> **INSTRUCTIONS TO FOLLOW**
Check each line of the entries for "bucket" and report the ones that have it.

> **EXTRACTED INFORMATION**
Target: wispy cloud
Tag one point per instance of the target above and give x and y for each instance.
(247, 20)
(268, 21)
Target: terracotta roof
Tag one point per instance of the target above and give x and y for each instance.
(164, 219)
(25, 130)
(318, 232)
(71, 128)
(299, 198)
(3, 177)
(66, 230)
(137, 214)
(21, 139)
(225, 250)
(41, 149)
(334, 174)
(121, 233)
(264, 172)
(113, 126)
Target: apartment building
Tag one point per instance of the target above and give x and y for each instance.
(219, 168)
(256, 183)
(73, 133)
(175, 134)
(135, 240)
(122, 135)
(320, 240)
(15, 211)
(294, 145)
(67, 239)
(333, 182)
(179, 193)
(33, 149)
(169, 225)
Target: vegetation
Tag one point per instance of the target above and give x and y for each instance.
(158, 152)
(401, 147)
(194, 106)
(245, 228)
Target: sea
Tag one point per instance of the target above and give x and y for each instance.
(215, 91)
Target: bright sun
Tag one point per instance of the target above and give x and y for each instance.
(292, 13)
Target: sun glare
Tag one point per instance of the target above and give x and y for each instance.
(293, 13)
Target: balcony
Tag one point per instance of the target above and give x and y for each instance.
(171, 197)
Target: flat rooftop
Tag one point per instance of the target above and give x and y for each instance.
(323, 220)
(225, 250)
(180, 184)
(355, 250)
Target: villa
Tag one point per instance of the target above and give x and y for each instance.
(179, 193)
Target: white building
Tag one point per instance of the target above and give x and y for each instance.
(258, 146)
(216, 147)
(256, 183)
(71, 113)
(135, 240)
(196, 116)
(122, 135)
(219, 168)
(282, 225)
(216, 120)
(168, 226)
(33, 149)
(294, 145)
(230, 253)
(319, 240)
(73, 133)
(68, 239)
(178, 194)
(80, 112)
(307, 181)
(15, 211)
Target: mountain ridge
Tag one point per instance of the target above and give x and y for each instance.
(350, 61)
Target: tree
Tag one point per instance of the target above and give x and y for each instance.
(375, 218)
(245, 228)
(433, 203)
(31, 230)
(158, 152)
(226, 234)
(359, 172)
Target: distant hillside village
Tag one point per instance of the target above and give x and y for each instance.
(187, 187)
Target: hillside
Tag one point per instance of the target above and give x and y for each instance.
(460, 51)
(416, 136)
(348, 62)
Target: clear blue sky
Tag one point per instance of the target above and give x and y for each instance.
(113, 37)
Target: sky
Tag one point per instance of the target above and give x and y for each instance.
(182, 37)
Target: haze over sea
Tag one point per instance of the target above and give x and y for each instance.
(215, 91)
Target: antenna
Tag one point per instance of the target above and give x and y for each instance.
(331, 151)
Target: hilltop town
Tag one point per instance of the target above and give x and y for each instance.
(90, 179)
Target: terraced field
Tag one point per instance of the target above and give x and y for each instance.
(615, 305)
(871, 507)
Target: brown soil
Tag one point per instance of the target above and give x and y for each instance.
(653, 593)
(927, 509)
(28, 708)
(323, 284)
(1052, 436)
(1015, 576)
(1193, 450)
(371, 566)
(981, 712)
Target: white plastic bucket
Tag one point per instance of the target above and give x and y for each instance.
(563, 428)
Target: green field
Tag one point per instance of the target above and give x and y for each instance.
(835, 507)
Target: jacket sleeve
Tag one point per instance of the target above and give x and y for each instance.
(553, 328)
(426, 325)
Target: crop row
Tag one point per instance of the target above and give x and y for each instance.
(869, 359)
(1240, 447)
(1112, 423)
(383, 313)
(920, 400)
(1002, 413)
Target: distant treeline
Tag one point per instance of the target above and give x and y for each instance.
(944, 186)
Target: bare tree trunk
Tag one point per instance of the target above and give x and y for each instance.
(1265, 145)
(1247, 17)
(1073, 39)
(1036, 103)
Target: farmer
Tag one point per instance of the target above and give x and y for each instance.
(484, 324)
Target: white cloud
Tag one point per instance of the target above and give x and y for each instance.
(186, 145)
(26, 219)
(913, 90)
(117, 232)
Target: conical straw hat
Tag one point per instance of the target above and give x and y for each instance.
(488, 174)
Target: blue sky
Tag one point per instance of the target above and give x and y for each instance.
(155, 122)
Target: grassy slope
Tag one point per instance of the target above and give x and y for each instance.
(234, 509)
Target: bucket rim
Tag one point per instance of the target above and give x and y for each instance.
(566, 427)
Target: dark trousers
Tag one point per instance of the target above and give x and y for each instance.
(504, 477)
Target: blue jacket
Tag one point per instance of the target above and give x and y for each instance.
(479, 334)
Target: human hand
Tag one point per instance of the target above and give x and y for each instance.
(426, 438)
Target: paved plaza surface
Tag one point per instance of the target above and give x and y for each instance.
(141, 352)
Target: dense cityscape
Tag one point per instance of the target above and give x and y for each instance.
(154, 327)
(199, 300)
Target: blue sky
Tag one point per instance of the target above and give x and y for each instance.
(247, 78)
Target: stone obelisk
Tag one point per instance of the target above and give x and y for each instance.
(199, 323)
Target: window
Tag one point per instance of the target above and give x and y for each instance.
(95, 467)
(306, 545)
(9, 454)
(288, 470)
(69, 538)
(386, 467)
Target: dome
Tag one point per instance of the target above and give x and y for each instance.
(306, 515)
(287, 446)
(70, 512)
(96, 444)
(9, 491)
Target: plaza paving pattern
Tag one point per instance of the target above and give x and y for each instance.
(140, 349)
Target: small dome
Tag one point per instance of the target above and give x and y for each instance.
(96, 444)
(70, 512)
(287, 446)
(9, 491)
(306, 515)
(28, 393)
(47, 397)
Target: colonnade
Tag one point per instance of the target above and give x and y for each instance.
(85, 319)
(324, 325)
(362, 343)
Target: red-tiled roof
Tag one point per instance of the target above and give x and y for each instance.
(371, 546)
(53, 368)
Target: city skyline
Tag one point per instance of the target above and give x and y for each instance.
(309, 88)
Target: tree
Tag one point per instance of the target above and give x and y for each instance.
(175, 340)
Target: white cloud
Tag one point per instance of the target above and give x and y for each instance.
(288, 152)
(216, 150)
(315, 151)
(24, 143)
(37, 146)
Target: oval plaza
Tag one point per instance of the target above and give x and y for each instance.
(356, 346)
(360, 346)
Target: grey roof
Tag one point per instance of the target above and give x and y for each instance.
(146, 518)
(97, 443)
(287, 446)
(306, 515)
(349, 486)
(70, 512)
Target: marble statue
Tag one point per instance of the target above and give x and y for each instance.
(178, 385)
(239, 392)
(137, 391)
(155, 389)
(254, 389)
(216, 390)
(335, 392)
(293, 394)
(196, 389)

> **RESPONSE BOX**
Target: white plastic bucket
Target: bucket rim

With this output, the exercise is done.